Items from a dataset —
--

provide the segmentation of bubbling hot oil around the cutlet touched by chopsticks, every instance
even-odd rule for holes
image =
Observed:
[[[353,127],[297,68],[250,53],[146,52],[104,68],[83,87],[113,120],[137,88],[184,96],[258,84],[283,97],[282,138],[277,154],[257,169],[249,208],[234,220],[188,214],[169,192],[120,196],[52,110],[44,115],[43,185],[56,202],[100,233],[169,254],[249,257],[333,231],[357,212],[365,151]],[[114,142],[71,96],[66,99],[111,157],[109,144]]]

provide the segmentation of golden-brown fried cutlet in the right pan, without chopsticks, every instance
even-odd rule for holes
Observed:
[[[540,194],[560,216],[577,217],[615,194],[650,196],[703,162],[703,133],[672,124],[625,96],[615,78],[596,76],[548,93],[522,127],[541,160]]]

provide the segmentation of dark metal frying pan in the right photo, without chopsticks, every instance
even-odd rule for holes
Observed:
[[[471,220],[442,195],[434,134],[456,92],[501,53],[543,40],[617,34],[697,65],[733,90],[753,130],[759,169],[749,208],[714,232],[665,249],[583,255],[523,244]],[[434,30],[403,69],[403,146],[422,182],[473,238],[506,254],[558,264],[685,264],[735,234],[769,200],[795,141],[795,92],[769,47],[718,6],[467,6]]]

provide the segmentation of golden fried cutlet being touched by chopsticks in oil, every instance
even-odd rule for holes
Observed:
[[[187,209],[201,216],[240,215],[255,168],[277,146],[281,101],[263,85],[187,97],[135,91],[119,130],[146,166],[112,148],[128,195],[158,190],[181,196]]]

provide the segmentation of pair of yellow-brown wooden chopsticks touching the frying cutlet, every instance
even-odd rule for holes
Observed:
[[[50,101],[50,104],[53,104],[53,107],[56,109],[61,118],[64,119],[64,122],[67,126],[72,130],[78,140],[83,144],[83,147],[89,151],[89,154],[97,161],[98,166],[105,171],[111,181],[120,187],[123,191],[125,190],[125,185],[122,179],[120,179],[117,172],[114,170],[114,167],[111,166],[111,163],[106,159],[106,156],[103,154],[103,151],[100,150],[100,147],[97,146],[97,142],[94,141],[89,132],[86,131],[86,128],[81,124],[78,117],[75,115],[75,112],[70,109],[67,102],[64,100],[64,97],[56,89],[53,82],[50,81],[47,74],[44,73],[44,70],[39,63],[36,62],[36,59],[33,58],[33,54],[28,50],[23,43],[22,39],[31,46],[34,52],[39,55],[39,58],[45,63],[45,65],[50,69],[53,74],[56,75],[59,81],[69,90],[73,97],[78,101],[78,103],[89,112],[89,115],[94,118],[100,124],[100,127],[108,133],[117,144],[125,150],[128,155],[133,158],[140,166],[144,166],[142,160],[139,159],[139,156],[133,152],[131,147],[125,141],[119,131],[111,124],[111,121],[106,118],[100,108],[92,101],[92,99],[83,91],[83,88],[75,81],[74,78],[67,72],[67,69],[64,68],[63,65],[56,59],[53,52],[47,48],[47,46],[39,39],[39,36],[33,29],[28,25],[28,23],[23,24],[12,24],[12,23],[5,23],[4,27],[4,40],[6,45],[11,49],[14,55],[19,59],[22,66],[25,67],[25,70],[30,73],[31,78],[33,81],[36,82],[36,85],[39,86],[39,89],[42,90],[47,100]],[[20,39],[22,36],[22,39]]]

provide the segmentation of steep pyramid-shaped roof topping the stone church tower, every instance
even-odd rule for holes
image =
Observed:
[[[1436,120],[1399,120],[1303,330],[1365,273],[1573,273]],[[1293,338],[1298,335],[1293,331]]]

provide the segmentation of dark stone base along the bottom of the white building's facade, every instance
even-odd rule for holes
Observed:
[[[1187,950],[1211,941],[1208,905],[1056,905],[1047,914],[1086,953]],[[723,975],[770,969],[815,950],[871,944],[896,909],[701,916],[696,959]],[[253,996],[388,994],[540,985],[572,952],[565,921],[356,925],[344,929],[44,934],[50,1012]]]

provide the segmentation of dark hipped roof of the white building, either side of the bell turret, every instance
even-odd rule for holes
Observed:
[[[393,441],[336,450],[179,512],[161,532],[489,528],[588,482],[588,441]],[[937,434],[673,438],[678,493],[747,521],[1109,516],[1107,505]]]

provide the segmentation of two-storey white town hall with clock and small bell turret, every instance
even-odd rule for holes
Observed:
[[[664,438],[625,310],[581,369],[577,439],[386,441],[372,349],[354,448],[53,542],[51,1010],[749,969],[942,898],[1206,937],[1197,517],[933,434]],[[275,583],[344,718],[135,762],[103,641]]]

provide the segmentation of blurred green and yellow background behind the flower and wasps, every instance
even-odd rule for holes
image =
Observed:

--

ABOUT THIS TASK —
Show all lines above holding the word "building".

TASK OUTPUT —
provide the segmentation of dark stone base along the bottom of the white building's facade, every instance
provide the segmentation of dark hipped roof of the white building, either side of the bell turret, every instance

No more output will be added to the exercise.